■ TEXTO EXTRAÍDO ■
----------
Por Thomas Friedman para The New York Times
Ha llegado la hora decisiva de Afganistán, y éste es mi voto: debemos pensar una manera responsable de reducir nuestra presencia y nuestros objetivos allí, sin involucrarnos más profundamente. Simplemente no tenemos aliados afganos ni aliados de la OTAN, el respaldo nacional, los recursos financieros y los intereses que justifiquen un esfuerzo ampliado de construcción nacional en Afganistán.
Ha llegado la hora decisiva de Afganistán, y éste es mi voto: debemos pensar una manera responsable de reducir nuestra presencia y nuestros objetivos allí, sin involucrarnos más profundamente. Simplemente no tenemos aliados afganos ni aliados de la OTAN, el respaldo nacional, los recursos financieros y los intereses que justifiquen un esfuerzo ampliado de construcción nacional en Afganistán.
Baso esta conclusión en tres principios:
Primero, cuando reconsidero todos los momentos de progreso en esa parte del mundo, ¿todas las veces que un actor clave en Medio Oriente hizo realmente algo que me hiciera esbozar una sonrisa?, todas esas oportunidades tienen una cosa en común: que Estados Unidos no tuvo nada que ver con ellas.
Estados Unidos contribuyó a construir lo que ellos empezaron, pero el verdadero avance no se inició gracias a nosotros. Podemos avivar las llamas, pero las partes interesadas son las que deben encender los fuegos de la moderación. Y cada vez que intentamos hacerlo nosotros en su lugar, siempre que deseamos más de lo que ellos desean, fracasamos y esos fuegos se extinguen.
El tratado de paz de Camp David no fue iniciado por Jimmy Carter. Más bien, el presidente egipcio Anwar Sadat fue a Jerusalén en 1977 después de que el israelí Moshe Dayan mantuvo conversaciones secretas con Hassan Tuahmi, asistente de Sadat. Los acuerdos de Oslo empezaron en conversaciones secretas sostenidas en 1992-1993 por el representante de la OLP Ahmed Qurei y el profesor israelí Yair Hirschfeld. Israelíes y palestinos por sí solos sellaron un acuerdo y se lo comunicaron a los estadounidenses en 1993, para gran sorpresa de Washington.
La revolución del Cedro, en Beirut, las retiradas israelíes de Gaza y del Líbano, la Revolución Verde en Irán y la decisión paquistaní de combatir a sus propios talibanes en Waziristán fueron todos ejemplos de mayorías moderadas y silenciosas que actuaron por su propia cuenta.
"La gente no cambia cuando le decimos que debe cambiar", dijo el experto en política exterior de la Universidad Johns Hopkins, Michael Mandelbaum. "La gente cambia cuando siente que debe hacerlo." Y cuando las mayorías moderadas y silenciosas se apropian de su propio futuro, nosotros ganamos. Cuando no lo hacen, cuando queremos que se comprometan más de lo que ellos quieren, perdemos. Los locales entonces se abusan de nuestra ingenua buena voluntad y nuestra presencia para saquear sus países y derrotar a sus enemigos internos.
----------
■ LISTADO DE DATOS ■
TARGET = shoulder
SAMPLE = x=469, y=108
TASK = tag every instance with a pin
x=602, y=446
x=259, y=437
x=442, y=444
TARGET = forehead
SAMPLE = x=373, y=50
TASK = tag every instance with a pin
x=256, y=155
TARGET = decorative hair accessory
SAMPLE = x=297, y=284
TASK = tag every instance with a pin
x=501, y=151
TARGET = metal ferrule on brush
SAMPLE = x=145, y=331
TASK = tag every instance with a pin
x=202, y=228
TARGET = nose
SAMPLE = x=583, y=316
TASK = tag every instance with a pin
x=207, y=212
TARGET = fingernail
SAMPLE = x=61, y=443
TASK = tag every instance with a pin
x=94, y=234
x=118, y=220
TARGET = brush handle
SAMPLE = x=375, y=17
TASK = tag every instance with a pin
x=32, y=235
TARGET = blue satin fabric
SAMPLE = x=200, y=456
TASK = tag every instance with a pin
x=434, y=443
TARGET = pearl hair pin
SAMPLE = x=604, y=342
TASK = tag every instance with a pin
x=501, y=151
----------
■ TUS TAREAS ■
[1] Pasa al inglés la siguiente oración del artículo sobre Afganistán: "El tratado de paz de Camp David no fue iniciado por Jimmy Carter."
[2] Transcribe del artículo sobre Afganistán el pasaje que comienza con "El tratado de" y continúa hasta "sorpresa de Washington.", ambos incluidos.

■ RESPUESTAS ■
[1] The Camp David peace treaty was not initiated by Jimmy Carter.

[2]
El tratado de paz de Camp David no fue iniciado por Jimmy Carter. Más bien, el presidente egipcio Anwar Sadat fue a Jerusalén en 1977 después de que el israelí Moshe Dayan mantuvo conversaciones secretas con Hassan Tuahmi, asistente de Sadat. Los acuerdos de Oslo empezaron en conversaciones secretas sostenidas en 1992-1993 por el representante de la OLP Ahmed Qurei y el profesor israelí Yair Hirschfeld. Israelíes y palestinos por sí solos sellaron un acuerdo y se lo comunicaron a los estadounidenses en 1993, para gran sorpresa de Washington.